Prompt:
Whatever appears in the records, retype it exactly, except for the pictures.

Image-grounded pointing data:
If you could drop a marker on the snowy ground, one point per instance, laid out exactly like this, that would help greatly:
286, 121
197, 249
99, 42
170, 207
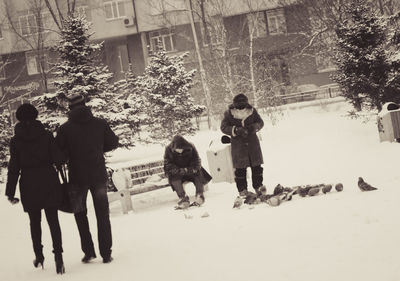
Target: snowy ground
339, 236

Result:
If you could drop a marker on the snowy ground, one point per instance, laid out exactly like this, that would help greatly:
286, 121
197, 249
99, 42
170, 207
Target: snowy ground
339, 236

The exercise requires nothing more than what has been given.